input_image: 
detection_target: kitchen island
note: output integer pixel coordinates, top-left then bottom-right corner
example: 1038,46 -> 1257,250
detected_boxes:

**Set problem**
Please pull out every line of the items above and reproduce each one verbatim, with nothing added or changed.

**Exercise solution**
input_image: 
detection_target: kitchen island
note: output integer pixel coordinates, top-left then bottom-right corner
example: 1038,46 -> 1257,250
detected_boxes:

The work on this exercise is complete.